• **EXERCISE BRIEF**
Write the next part of the notebook on removing duplicate images before SMOTE, picking up right after its final line.

<b>Data Pre-processing including Removal of Duplicate images, SMOTE, Formatting image to 8x8x3</b>

In this code we will use the idea of taking horizontal gradient and creating hashes to find out duplicate images and removing them as a part of pre-processing.

[Reference Link](https://pyimagesearch.com/2017/11/27/image-hashing-opencv-python/)

In [1]:
#############  Remove Duplicates; Perform SMOTE to balance; Convert back to 8x8x3 images format; Save entire thing             


import pickle
import numpy as np
from imblearn.over_sampling import SMOTE
from numpy import load, savez_compressed
import gc
import cv2


def unpickle(file):
    with open(file, 'rb') as f:
        dict = pickle.load(f, encoding="latin1")
    return dict

data_FULL_training = unpickle(r'../input/trimagi/training_x.dat') #Loads all unpickled raw data in datadict variable
Label_FULL_training = unpickle(r'../input/trimagi/training_y.dat') #Loads all unpickled raw data in datadict variable

data_Validation = unpickle(r'../input/trimagi/validation_x.dat') #Loads all unpickled raw Test data in datadict_tst variable




def dhash(image, hashSize=8):
    # convert the image to grayscale and resize the grayscale image,
    # adding a single column (width) so we can compute the horizontal
    # gradient
    resized = cv2.resize(image, (hashSize + 1, hashSize))

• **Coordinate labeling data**
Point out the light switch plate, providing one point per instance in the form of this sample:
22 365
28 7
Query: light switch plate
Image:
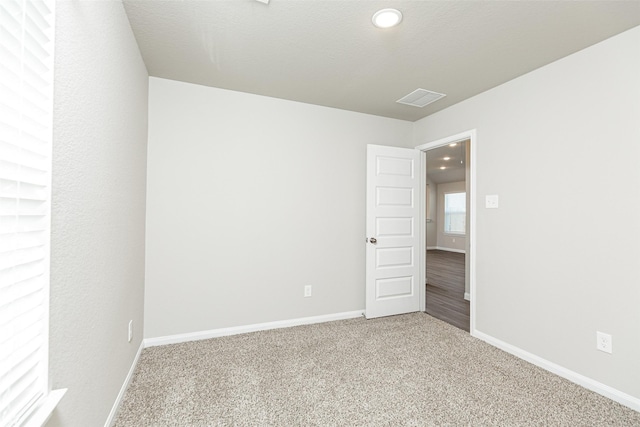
491 202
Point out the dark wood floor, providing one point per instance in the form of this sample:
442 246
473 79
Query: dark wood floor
445 288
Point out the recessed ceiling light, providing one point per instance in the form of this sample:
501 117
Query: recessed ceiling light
386 18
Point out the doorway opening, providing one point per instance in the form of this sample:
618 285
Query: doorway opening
448 234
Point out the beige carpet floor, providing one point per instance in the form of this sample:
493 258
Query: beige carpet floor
409 370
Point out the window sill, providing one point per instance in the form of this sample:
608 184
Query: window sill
43 410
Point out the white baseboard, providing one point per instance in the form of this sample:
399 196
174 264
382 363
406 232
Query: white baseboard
214 333
440 248
123 389
586 382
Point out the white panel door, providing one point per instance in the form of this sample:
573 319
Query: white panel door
393 209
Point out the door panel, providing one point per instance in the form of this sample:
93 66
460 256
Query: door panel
393 201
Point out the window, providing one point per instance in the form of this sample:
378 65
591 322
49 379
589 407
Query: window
455 213
26 102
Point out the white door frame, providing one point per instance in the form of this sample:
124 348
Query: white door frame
470 135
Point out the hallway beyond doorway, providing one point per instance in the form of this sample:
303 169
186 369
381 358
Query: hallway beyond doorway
445 288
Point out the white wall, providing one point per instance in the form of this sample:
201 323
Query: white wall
432 206
444 240
250 198
553 266
98 212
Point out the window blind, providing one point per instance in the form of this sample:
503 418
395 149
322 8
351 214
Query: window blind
455 213
26 95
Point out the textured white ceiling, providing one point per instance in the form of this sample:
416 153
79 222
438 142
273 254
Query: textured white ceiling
328 52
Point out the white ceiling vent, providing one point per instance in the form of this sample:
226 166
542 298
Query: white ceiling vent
420 98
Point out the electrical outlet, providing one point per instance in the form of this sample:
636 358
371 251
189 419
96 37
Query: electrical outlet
604 342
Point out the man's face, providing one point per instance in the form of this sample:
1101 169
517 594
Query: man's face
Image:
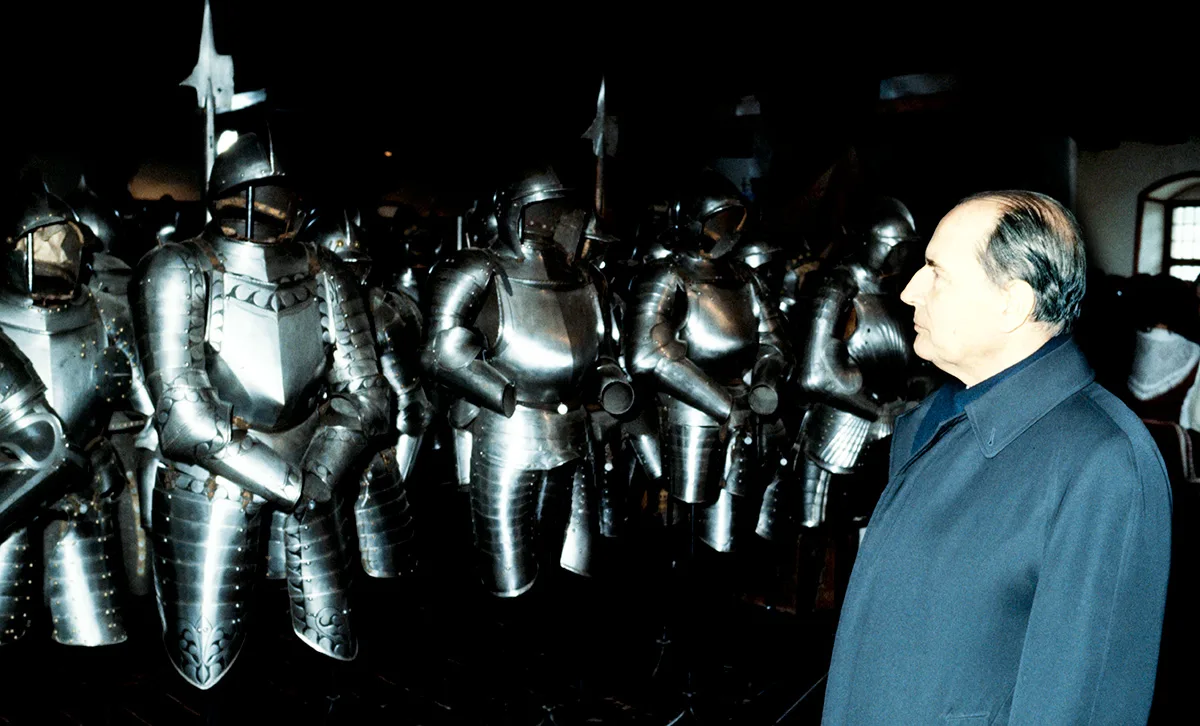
957 309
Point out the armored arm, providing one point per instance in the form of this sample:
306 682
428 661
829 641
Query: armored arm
33 447
774 360
652 348
613 388
195 426
357 407
828 372
399 335
453 353
127 387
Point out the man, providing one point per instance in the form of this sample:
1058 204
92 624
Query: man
1014 570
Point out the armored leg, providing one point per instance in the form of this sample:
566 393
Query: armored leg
582 525
774 515
205 567
383 519
815 487
82 557
132 535
318 581
694 456
719 523
276 568
18 587
504 503
462 455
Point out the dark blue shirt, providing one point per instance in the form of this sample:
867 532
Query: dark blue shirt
951 400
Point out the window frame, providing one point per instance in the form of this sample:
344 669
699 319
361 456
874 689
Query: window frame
1169 261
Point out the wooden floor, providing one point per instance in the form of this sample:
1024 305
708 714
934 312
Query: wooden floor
436 651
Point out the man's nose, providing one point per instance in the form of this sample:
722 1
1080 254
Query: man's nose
910 295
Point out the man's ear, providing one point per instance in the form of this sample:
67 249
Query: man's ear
1019 304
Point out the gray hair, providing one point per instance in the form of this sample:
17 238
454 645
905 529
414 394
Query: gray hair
1037 240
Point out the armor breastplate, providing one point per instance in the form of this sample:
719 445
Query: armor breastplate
69 348
721 328
879 342
545 335
267 355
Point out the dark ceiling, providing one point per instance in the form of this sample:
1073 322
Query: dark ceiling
461 96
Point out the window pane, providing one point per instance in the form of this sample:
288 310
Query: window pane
1188 273
1186 232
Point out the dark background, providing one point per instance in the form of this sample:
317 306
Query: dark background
462 100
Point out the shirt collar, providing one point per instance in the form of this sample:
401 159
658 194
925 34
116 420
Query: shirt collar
1012 401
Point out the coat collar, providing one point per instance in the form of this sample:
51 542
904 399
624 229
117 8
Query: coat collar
1019 401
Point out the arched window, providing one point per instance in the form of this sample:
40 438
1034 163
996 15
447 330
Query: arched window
1169 227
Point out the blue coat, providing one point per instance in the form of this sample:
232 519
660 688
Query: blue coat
1014 570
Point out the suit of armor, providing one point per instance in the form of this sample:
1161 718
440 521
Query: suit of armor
382 516
702 323
267 388
133 437
81 352
33 445
856 358
522 333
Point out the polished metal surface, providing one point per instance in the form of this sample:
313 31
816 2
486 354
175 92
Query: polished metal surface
546 335
19 587
814 495
699 330
250 160
82 565
69 348
318 581
582 525
717 523
523 331
271 384
31 437
383 520
834 438
205 570
881 343
262 363
276 567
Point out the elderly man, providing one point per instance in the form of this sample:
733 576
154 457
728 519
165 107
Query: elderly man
1014 570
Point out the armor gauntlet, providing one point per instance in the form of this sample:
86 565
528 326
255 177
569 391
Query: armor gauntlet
195 426
613 390
30 438
453 354
829 373
653 348
774 361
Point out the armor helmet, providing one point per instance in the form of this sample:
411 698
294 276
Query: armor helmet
481 226
45 247
100 221
251 195
767 259
711 215
886 226
337 231
533 208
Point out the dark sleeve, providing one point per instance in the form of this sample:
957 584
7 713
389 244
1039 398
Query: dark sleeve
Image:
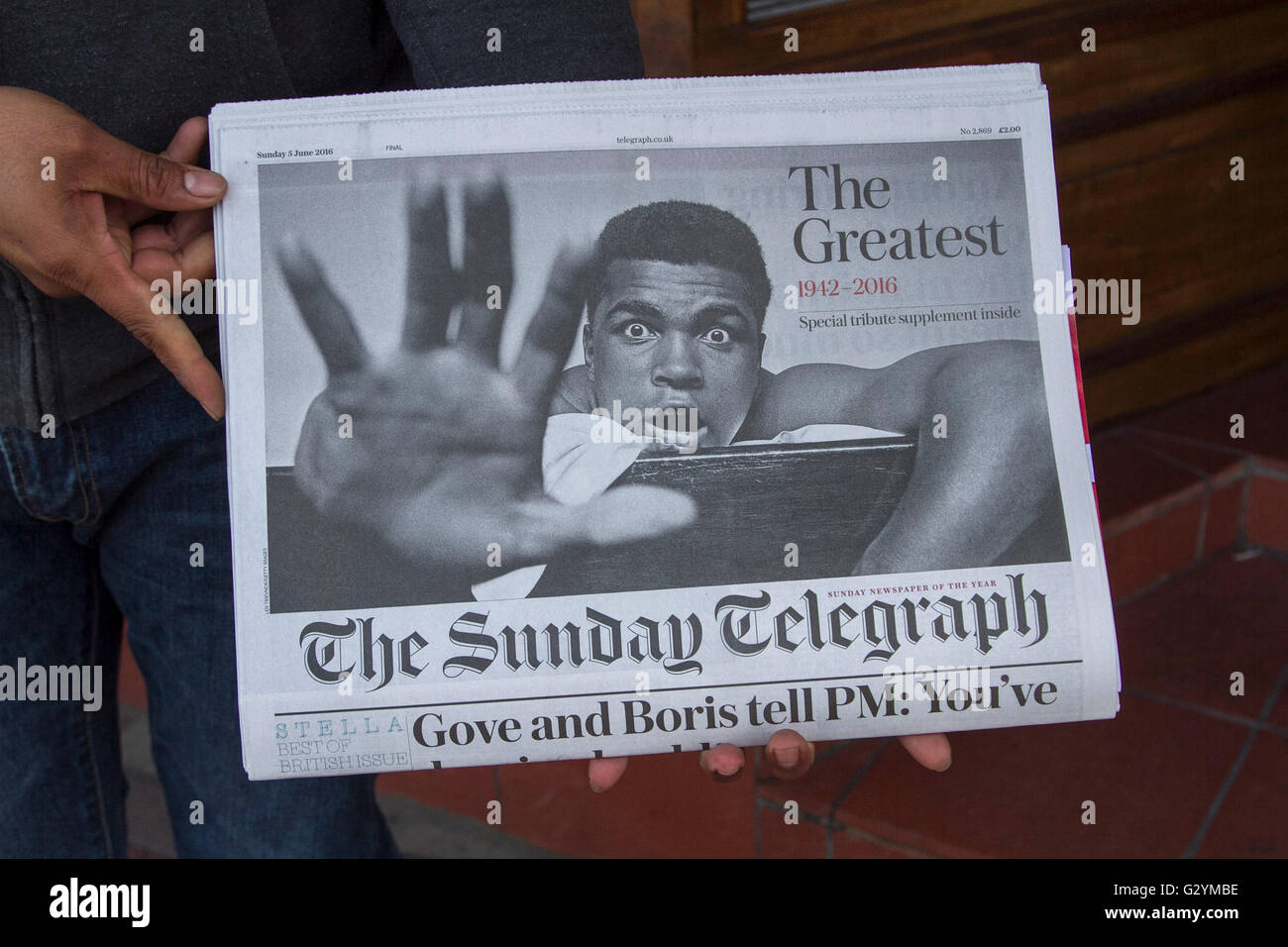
541 40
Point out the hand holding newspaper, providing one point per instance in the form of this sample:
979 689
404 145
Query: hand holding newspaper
814 458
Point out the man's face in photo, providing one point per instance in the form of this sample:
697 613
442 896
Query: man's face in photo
675 335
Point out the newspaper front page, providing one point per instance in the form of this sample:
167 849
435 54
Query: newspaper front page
597 419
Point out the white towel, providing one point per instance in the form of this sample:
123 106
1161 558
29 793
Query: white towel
581 457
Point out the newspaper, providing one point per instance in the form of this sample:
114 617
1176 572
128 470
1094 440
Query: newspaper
595 419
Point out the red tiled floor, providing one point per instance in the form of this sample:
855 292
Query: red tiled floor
665 806
1186 641
780 839
1258 397
849 845
1279 712
835 768
1153 549
1225 509
132 690
465 791
1267 512
1151 774
1250 819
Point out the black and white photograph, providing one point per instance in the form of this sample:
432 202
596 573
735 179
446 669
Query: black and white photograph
562 373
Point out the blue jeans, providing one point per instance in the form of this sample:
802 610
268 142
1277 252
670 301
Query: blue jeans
99 521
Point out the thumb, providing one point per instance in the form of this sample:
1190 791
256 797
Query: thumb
120 169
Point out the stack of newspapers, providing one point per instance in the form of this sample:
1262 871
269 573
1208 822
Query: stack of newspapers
595 419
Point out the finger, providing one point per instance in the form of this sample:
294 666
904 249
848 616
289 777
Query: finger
541 528
487 272
323 313
116 167
430 281
185 149
194 261
789 755
550 334
930 750
722 762
604 774
124 295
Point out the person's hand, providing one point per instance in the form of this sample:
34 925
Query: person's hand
787 755
71 202
443 460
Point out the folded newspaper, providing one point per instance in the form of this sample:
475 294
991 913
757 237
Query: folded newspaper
597 419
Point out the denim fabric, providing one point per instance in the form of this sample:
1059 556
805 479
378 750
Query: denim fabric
99 521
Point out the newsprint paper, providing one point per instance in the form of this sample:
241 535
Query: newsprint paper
597 419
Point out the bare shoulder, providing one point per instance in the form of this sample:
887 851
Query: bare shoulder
892 397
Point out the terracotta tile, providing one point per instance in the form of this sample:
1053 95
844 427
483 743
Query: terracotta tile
1250 822
1225 509
1267 513
845 844
892 841
1185 639
1131 480
1153 549
1279 712
835 768
132 689
665 806
782 840
1151 774
1258 397
465 791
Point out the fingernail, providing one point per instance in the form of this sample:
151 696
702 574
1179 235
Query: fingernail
726 777
787 757
201 183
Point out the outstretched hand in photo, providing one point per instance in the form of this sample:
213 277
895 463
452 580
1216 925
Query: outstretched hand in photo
445 455
446 447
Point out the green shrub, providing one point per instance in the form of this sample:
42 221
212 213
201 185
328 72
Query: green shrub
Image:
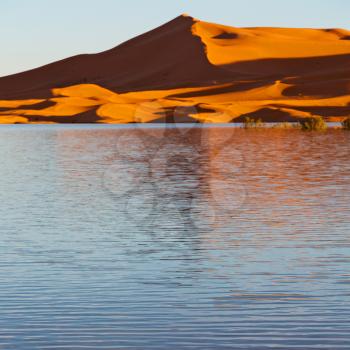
346 124
313 124
251 123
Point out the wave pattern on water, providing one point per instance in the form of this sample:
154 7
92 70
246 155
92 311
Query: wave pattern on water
176 238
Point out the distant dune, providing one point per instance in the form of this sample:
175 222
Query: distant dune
189 70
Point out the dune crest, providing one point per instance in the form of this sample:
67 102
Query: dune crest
202 71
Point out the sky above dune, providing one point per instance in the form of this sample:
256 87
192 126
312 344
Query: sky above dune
37 32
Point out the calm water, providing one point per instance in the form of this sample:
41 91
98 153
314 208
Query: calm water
202 238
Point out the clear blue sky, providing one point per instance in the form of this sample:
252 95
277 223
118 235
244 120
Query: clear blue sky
36 32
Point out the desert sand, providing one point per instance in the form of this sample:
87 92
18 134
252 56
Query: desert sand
191 71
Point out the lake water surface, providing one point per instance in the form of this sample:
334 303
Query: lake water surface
127 237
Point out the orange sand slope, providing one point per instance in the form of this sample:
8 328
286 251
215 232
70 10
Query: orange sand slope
189 70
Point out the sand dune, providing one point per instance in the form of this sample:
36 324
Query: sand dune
189 70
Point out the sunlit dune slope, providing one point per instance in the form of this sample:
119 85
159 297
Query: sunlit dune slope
188 70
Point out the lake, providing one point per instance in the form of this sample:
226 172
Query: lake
192 237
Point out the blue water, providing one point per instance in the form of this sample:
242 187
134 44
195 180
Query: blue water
174 238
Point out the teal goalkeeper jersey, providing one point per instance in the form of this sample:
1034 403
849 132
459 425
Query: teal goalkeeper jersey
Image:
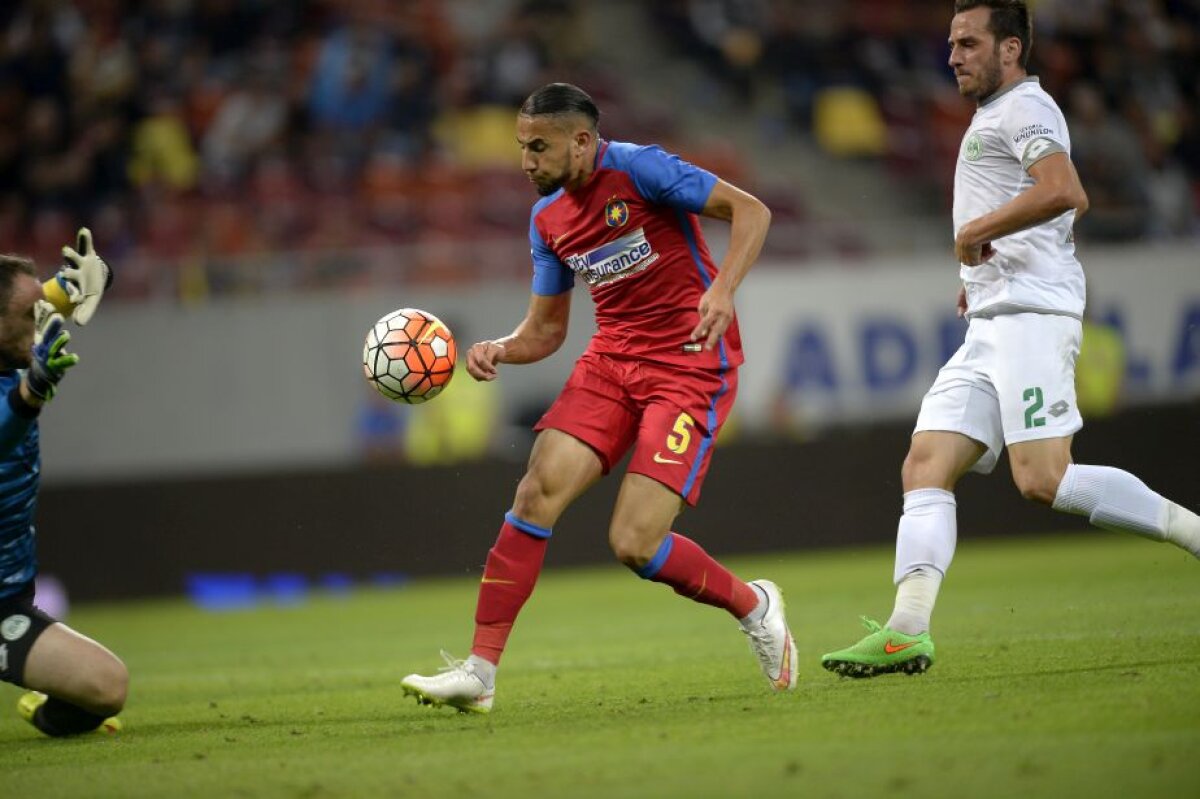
19 476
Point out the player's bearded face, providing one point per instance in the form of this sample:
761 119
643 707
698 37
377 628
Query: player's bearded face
976 54
987 78
546 152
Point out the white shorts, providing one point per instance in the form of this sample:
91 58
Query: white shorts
1012 380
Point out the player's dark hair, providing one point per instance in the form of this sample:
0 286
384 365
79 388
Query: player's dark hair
1009 19
11 266
556 98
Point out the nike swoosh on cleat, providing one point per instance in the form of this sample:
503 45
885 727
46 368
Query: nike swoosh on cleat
891 648
785 672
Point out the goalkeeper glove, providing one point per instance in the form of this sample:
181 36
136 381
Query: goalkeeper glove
81 282
51 359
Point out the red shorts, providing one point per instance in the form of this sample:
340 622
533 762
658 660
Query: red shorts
669 414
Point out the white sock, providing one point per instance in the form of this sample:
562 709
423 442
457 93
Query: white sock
916 595
485 671
760 610
1183 528
925 541
1115 500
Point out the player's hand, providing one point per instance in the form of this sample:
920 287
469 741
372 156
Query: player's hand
84 277
483 358
970 253
715 314
51 359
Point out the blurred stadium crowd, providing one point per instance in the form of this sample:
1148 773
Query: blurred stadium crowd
311 138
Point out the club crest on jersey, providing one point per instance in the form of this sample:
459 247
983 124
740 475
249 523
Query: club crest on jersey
616 212
615 260
973 148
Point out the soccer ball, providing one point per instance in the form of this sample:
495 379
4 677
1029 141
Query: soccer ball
409 355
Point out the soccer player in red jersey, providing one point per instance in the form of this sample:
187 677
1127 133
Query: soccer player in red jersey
659 376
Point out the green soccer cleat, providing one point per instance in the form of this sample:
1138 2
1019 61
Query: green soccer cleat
30 701
882 652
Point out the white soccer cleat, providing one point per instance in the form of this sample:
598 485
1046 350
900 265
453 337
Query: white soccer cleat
772 641
456 685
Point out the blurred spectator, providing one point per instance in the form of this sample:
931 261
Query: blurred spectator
1099 370
1111 163
259 116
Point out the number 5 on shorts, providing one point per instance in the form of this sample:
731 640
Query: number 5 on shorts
1033 394
681 434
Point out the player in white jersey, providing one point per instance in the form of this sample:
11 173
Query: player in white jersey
1017 196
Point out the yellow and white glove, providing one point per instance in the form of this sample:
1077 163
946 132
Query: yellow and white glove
51 358
81 282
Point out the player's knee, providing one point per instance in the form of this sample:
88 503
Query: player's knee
108 686
1036 485
532 502
917 469
630 548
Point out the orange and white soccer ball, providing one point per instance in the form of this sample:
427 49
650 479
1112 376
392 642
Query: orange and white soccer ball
409 355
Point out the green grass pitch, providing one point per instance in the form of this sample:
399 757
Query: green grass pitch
1066 666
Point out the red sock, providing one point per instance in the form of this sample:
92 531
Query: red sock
509 577
683 564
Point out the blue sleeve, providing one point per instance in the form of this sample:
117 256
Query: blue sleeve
16 416
667 179
550 275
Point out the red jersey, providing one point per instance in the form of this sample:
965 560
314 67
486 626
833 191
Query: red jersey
631 234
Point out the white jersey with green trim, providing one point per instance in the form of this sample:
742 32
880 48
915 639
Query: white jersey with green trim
1033 270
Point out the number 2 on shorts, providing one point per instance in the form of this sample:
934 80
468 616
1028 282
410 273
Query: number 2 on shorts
1033 394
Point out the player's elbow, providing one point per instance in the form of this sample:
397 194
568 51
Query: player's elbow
760 211
1068 197
1081 203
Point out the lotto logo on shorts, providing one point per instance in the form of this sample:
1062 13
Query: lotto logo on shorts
15 626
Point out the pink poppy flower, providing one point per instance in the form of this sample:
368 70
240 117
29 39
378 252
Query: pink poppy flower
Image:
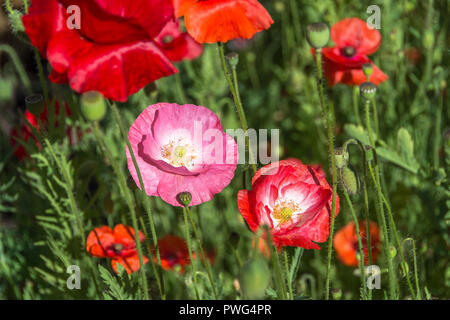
182 149
293 200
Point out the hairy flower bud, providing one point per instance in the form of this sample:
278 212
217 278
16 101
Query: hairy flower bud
35 104
349 180
93 106
318 35
185 198
368 90
254 279
341 157
233 59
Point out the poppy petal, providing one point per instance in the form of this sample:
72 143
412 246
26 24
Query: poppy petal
356 33
99 240
219 21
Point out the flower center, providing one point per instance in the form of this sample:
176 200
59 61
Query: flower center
348 51
167 39
284 211
179 153
283 214
118 247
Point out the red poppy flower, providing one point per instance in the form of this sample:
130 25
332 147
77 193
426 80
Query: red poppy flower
355 41
118 245
177 45
24 132
211 21
174 252
346 243
293 200
113 51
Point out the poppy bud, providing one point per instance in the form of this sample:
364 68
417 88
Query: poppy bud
234 239
254 279
368 90
349 180
233 59
185 198
318 35
367 70
369 152
131 184
405 269
15 18
337 294
392 251
341 157
35 104
93 106
428 39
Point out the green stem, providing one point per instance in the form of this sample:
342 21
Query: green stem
286 267
356 104
202 253
234 88
327 114
358 236
130 149
18 65
125 191
37 57
400 248
188 239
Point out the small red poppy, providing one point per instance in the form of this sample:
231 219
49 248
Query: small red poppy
177 45
355 41
211 21
117 244
293 200
346 243
112 50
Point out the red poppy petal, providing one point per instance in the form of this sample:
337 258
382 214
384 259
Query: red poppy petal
131 264
222 20
45 17
244 209
99 240
356 33
125 235
117 71
113 21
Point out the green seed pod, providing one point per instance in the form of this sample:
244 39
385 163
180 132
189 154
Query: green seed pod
369 152
131 184
318 35
185 198
392 251
233 59
368 90
428 39
337 294
93 106
405 269
35 104
341 157
349 180
254 278
367 70
15 18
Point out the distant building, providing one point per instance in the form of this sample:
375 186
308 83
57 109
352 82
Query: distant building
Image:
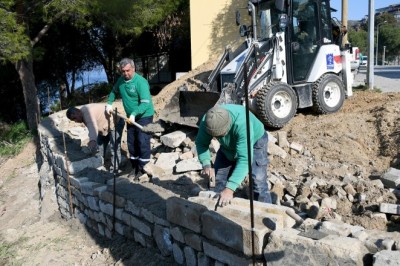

• **RESULT**
    # compute the (relative) horizontal gradient between adjacent
    # column pixels
    diff = resized[:, 1:] > resized[:, :-1]
    # convert the difference image to a hash and return it
    return sum([2 ** i for (i, v) in enumerate(diff.flatten()) if v])

def Remove_Dupes(X_Data, Y_Data):
    cleanedX = []
    cleanedY = []
    hashes = {}

    # loop over our image paths
    count=0
    for image in X_Data:
        h = dhash(image)
        # grab all image paths with that hash, add the current image
        # path to it, and store the list back in the hashes dictionary
        p = hashes.get(h, [])
        p.append(count)
        hashes[h] = p
        count+=1

    for i in hashes:
        if(len(hashes[i]) == 1):
            cleanedX.append(X_Data[hashes[i]])
            cleanedY.append(Y_Data[hashes[i]])
    cleanedX = np.array(cleanedX)
    cleanedY = np.array(cleanedY)
    
    cleanedY = np.reshape(cleanedY,(cleanedY.shape[0]))
    cleanedX = np.reshape(cleanedX,(cleanedX.shape[0],X_Data.shape[1],X_Data.shape[2]))
    return cleanedX, cleanedY

    
def DATA_Processing(data_list,class_list,validation_list,Remove_dupes=0):  #This will create (preprocessed 8x8 imgs)

#========Remove unformatted data remove data with more than 8 rows or cols (img should be 8x8) and more than 3 channels
    remove_idx=[]
    for i in range(1,len(data_list)):
        if data_list[i].shape[0]!=8 or data_list[i].shape[1]!=8 or data_list[i].shape[2]!=3:
            #print(i)
            #print(data_list[i].shape)  
            remove_idx.append(i)

    for j in range(len(remove_idx)):    
        print("Removing value at index",remove_idx[j]) 
        #print(data_list[])
        remove=data_list.pop(remove_idx[j])
        remove=class_list.pop(remove_idx[j])


    data_list=np.array(data_list) 
    class_list=np.array(class_list)
    validation_list=np.array(validation_list)


#    #8x8 image FILTERED TO 64 BIT vector
    data_list=data_list[:,:,:,0]
    
    if Remove_dupes == 1:  
        data_list, class_list = Remove_Dupes(data_list, class_list) #Will Remove duplicate images from the dataset.

    data_list = data_list.reshape(data_list.shape[0], data_list.shape[1]*data_list.shape[2])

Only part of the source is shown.